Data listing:
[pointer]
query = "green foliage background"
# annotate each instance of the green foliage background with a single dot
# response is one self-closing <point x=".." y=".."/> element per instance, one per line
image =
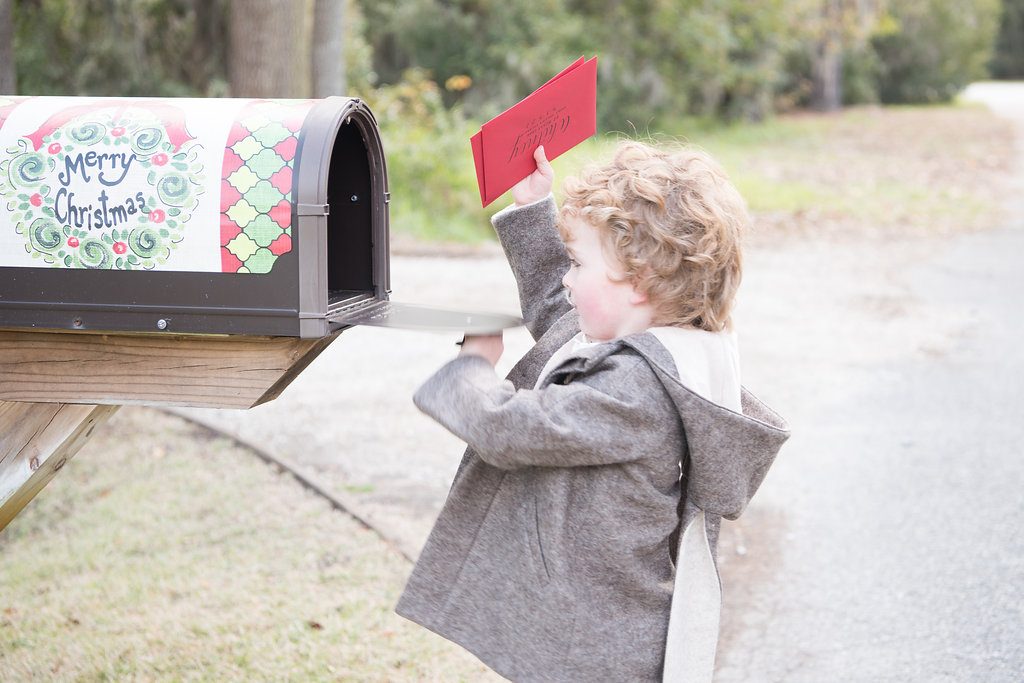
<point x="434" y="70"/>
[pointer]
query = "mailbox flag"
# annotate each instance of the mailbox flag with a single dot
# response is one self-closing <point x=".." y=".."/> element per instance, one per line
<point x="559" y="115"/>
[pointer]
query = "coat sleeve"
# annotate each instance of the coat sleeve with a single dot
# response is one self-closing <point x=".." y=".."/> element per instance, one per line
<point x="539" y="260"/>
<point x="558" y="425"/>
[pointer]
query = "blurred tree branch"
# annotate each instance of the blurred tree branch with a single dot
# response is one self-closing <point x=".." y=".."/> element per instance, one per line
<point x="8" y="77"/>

---

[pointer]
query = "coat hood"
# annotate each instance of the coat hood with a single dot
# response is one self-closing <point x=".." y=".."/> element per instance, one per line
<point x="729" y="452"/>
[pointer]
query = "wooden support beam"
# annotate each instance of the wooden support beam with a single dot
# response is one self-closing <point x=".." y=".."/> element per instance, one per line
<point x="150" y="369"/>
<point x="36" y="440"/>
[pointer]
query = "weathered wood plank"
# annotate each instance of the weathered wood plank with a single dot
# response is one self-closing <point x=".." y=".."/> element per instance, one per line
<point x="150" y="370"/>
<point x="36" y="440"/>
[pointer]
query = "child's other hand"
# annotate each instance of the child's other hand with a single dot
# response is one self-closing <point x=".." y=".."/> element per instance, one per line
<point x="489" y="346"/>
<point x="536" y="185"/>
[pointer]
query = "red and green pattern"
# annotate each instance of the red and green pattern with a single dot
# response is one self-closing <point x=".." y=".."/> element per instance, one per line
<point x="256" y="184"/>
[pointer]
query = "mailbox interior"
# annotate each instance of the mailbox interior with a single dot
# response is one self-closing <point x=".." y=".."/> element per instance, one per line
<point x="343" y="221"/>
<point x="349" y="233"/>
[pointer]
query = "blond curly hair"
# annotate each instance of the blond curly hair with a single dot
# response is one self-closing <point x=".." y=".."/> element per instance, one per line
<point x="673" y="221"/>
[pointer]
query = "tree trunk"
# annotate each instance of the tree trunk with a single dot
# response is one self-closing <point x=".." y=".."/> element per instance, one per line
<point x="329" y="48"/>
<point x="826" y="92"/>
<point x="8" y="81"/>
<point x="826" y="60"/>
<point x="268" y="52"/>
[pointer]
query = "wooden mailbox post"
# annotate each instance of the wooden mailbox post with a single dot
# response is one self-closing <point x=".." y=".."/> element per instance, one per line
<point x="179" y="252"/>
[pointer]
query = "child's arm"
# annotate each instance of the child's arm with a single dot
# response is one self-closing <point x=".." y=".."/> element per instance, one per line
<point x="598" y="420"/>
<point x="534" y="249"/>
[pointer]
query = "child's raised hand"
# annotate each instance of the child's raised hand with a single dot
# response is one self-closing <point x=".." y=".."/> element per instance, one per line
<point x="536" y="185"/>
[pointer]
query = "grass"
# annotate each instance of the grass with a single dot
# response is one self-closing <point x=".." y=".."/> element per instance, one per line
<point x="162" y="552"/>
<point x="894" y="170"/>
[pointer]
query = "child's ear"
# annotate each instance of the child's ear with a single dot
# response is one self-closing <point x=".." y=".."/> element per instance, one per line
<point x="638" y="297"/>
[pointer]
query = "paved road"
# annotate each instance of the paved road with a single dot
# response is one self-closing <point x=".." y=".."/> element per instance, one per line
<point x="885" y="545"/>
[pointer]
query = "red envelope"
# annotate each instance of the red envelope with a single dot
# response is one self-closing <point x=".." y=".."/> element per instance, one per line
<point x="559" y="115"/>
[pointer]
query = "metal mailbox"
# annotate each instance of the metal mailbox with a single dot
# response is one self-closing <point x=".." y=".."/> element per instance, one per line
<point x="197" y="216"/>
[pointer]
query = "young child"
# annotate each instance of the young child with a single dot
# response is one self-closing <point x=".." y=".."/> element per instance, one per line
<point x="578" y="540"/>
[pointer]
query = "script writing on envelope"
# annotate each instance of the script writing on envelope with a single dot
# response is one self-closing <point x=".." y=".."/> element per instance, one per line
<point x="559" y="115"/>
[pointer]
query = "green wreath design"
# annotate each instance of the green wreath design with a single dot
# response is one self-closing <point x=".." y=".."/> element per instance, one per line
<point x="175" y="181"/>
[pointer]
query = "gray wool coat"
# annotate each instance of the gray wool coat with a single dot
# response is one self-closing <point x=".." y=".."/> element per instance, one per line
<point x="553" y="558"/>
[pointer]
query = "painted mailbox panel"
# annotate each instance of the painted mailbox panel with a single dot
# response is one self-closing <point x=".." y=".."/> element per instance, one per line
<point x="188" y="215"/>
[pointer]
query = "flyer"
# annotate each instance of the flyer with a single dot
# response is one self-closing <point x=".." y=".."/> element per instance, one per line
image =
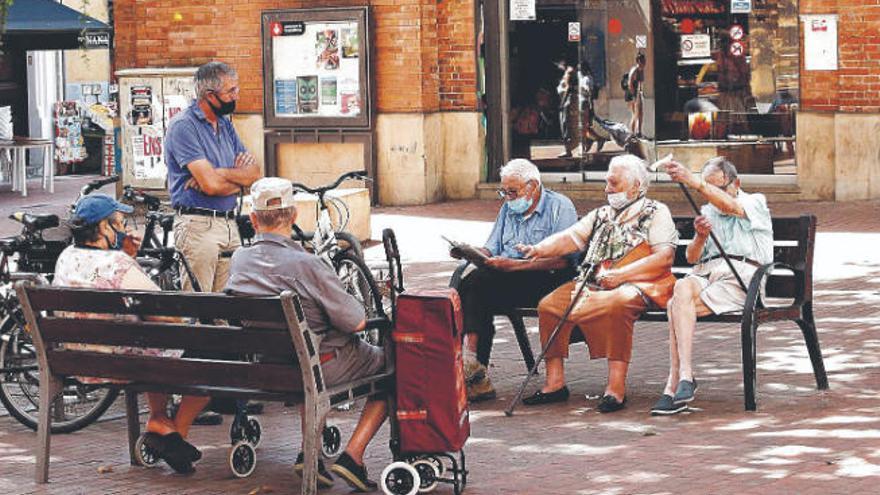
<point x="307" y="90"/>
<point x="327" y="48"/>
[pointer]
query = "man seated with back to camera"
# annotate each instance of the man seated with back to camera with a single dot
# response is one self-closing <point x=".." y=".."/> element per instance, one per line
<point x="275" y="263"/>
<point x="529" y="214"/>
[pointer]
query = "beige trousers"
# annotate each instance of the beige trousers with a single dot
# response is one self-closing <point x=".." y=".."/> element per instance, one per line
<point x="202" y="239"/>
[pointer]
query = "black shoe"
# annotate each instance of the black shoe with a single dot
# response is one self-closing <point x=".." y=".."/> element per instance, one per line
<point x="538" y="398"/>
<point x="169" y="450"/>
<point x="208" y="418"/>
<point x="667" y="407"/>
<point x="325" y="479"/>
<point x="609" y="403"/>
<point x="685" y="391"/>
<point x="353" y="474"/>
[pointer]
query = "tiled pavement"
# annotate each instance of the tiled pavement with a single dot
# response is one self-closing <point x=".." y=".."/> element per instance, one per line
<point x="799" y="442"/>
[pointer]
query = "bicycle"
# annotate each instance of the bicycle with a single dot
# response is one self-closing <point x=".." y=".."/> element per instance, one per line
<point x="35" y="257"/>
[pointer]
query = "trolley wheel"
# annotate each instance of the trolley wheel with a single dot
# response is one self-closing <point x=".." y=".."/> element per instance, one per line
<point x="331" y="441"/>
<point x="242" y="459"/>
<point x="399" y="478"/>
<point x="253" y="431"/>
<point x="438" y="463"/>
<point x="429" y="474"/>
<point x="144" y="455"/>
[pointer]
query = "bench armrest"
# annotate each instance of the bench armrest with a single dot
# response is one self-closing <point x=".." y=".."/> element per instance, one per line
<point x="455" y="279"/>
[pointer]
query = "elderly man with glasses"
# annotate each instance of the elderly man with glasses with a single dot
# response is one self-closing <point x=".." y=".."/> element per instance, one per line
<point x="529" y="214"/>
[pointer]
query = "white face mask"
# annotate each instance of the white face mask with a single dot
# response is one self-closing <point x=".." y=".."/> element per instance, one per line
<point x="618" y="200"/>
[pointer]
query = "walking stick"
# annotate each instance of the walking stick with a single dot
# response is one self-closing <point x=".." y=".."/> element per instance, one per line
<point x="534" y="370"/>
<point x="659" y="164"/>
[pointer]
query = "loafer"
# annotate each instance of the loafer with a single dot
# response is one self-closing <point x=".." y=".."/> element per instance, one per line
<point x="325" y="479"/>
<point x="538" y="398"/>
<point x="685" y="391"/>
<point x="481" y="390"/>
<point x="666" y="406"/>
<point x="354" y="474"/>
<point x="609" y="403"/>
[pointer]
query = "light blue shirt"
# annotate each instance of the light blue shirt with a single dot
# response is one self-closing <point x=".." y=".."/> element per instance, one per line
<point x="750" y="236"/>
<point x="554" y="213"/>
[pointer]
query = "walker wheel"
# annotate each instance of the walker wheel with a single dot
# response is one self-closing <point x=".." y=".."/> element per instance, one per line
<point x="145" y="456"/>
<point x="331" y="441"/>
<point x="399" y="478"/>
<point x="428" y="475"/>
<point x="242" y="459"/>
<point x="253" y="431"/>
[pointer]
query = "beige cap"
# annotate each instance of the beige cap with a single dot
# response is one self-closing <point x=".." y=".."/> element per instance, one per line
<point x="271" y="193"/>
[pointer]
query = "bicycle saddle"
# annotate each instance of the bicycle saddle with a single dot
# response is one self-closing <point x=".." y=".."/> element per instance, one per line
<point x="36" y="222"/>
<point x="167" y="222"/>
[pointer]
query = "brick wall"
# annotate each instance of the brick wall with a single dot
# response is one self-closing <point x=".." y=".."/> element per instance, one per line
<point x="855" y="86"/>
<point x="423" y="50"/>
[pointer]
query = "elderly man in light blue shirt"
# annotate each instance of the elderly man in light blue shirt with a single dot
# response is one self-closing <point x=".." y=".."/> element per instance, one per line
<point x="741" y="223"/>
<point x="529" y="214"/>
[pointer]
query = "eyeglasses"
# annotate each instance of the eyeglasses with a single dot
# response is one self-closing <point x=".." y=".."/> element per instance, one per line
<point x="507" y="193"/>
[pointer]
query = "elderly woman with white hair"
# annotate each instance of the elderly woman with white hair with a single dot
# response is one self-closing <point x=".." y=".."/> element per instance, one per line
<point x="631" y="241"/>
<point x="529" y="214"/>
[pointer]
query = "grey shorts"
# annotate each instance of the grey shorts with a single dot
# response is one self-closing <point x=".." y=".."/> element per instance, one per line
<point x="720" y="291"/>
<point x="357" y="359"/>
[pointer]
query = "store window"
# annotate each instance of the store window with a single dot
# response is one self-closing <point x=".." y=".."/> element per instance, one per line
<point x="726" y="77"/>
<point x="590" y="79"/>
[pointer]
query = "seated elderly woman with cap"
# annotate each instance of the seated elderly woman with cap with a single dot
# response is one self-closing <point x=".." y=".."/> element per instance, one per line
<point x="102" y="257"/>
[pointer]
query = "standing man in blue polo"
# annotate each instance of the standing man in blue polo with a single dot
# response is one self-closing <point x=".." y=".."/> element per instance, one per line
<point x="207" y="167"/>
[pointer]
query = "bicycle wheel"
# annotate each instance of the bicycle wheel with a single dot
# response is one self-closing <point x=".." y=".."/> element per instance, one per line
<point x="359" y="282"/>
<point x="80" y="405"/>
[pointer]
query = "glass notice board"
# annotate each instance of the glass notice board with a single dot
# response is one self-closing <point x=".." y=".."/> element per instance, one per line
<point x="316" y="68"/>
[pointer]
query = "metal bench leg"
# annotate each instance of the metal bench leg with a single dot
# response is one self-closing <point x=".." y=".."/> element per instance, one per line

Stated task: Pick out every line in the records above that contains the word "elderly", and copy each one as it appears. Case counts, so only an exact match of uppercase and lowercase letters qualifies.

Task output:
query = "elderly man with glasses"
# annotate each instance of the elderly man with glasses with a single dot
query = "elderly man in light blue shirt"
# annotate each instance of the elderly man in light blue shirt with a single dot
query = "elderly woman with white hair"
# annotate each instance of the elderly woman with white hair with a single dot
query = "seated elderly woman with cap"
# annotate each instance of the seated elderly woman with cap with a single dot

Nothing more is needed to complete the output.